**** Study material
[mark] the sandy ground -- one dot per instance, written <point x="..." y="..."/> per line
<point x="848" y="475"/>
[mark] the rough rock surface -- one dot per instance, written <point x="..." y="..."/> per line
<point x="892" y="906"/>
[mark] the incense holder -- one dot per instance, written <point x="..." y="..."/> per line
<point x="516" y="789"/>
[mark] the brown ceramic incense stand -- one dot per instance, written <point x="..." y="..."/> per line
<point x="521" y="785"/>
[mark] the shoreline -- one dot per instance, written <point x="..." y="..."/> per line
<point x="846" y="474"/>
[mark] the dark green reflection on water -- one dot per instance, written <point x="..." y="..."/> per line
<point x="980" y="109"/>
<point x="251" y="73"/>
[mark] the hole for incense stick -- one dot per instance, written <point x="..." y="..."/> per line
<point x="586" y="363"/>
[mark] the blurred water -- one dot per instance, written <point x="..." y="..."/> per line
********
To do: Each line above needs to be written out again exactly.

Answer box:
[mark] the sandy ground -- one dot per instance, written <point x="..." y="..."/> per line
<point x="848" y="475"/>
[mark] the rough rock surface -- one dot per instance, written <point x="..." y="..."/> per line
<point x="892" y="906"/>
[mark] the incense holder -- one dot per instance, written <point x="..." y="..."/> per line
<point x="516" y="789"/>
[mark] the brown ceramic incense stand -- one dot per instance, written <point x="..." y="..."/> per line
<point x="521" y="785"/>
[mark] the shoreline -- one dot per instance, written <point x="..." y="..."/> per line
<point x="846" y="474"/>
[mark] the dark green reflection on water -- one dot per instance, written <point x="..." y="..."/> per line
<point x="980" y="109"/>
<point x="251" y="73"/>
[mark] the hole for incense stick -- one dot per instance, written <point x="..." y="..."/> per line
<point x="586" y="363"/>
[mark] the blurred water -- one dot per instance, written <point x="..." y="..."/> per line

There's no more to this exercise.